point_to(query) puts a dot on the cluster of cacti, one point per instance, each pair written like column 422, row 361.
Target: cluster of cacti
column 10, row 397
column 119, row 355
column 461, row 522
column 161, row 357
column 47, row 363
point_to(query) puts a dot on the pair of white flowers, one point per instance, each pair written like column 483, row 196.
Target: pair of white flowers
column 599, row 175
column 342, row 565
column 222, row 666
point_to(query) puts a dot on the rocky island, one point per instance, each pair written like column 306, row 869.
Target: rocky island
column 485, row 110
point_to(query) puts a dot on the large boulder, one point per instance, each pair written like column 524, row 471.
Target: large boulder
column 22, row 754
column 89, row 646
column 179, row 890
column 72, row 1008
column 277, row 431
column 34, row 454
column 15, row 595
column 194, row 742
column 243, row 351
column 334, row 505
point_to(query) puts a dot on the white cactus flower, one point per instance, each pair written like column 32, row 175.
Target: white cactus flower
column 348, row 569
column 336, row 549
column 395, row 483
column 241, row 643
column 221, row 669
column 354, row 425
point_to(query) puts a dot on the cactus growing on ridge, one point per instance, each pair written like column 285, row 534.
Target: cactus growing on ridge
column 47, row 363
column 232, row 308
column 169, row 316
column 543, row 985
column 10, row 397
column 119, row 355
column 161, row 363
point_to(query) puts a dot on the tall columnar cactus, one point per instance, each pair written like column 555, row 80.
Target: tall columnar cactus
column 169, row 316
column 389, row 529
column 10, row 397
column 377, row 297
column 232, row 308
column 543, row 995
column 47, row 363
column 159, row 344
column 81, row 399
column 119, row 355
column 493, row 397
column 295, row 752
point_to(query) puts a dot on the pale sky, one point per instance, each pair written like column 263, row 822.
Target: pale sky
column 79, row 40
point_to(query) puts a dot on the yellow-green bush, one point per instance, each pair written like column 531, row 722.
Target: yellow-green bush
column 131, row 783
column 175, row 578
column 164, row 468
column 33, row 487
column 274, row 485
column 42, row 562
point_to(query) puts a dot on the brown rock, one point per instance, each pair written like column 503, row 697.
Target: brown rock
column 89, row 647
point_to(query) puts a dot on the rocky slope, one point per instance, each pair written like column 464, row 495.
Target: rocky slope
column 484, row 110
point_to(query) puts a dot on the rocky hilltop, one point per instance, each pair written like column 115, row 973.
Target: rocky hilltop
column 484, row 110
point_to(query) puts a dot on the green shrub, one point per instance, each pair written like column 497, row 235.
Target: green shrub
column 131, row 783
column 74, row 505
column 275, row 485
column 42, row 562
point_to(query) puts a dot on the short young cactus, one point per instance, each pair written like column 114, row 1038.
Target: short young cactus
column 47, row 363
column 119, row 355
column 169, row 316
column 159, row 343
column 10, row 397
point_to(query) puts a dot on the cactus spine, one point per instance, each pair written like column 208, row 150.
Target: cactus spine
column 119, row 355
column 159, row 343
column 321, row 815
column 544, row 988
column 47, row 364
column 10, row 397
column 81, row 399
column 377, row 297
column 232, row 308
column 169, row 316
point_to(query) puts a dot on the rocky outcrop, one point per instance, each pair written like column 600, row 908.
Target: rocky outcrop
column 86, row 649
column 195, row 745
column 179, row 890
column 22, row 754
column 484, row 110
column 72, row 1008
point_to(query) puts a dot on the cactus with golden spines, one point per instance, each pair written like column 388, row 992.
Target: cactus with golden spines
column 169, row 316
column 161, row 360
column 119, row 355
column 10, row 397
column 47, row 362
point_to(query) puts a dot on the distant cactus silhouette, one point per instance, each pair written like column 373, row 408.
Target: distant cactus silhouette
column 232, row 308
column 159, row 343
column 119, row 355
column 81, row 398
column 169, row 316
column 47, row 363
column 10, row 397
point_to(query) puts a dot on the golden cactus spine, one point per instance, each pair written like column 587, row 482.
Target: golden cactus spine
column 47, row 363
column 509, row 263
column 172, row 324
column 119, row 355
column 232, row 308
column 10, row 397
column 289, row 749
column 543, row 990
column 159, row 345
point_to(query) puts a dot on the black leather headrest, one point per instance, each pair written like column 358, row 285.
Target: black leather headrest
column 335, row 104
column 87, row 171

══════════════════════════════

» **WHAT YOU SHOULD DO**
Reproduce the stretch of the items from the line containing "point_to(query) puts a dot on the rocky island, one" through the line containing "column 485, row 110", both included, with every character unchanged.

» **ANSWER TO THE TASK**
point_to(query) puts a dot on the rocky island, one point per instance, each pair written like column 306, row 869.
Target: rocky island
column 485, row 110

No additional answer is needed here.